Task material:
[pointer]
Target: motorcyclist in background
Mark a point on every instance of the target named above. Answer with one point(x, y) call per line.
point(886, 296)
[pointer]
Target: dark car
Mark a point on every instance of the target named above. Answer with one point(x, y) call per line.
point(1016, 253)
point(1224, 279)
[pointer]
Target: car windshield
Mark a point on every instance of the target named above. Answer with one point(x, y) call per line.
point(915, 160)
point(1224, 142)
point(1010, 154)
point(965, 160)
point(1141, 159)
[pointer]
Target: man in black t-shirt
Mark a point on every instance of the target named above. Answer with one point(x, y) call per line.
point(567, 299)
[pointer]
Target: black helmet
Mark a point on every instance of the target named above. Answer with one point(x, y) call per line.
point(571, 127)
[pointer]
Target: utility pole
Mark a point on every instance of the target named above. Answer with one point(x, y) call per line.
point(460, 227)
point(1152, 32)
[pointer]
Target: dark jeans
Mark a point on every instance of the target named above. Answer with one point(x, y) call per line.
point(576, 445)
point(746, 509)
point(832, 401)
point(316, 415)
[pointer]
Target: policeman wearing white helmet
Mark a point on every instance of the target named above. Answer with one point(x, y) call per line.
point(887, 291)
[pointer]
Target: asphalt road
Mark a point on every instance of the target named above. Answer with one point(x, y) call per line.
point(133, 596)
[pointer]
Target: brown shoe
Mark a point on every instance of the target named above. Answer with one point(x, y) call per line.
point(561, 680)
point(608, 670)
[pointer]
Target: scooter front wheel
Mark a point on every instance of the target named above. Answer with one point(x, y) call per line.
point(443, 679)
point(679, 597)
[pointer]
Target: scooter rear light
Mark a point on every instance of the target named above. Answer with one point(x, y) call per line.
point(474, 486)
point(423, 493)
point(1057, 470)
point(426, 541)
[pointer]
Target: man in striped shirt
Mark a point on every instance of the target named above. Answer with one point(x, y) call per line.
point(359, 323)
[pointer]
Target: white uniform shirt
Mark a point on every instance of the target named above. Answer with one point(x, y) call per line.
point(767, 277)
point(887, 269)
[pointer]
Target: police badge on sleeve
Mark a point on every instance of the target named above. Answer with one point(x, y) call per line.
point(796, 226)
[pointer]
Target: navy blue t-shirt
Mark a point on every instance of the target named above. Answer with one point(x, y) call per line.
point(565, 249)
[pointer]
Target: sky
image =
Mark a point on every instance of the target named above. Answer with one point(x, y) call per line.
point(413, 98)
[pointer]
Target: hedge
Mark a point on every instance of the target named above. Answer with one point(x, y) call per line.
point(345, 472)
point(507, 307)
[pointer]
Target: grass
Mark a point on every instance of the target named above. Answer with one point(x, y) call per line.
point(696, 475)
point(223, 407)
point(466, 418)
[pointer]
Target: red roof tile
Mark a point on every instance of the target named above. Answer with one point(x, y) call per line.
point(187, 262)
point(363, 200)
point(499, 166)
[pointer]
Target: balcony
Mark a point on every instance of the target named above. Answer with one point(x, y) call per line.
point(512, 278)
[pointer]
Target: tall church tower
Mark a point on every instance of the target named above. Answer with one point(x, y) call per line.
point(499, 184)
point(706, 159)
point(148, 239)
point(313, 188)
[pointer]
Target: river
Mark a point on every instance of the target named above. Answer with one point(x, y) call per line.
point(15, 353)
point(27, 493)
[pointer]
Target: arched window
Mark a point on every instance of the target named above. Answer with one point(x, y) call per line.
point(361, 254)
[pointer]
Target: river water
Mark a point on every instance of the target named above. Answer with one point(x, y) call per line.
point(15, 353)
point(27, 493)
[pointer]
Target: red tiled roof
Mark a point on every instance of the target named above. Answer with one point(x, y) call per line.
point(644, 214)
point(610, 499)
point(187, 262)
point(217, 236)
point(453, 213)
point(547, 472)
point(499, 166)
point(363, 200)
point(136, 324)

Exercise goal: Rewrite the lines from the first one up to and including the line with "point(1141, 159)", changing "dark car" to "black sedan" and leaving everything else as it is.

Finished task:
[pointer]
Target: motorcyclist in background
Mark a point on every instance of the target named above. Answer with one point(x, y) call per line.
point(886, 296)
[pointer]
Target: black sedan
Mark a point on every instance of the target named above. Answer with one point(x, y) call per line.
point(1016, 253)
point(1224, 279)
[pointer]
Target: car windshield
Mark a point on every instance of the target named above. Answer with one point(x, y) call per line.
point(915, 160)
point(1224, 142)
point(1010, 154)
point(965, 160)
point(1141, 159)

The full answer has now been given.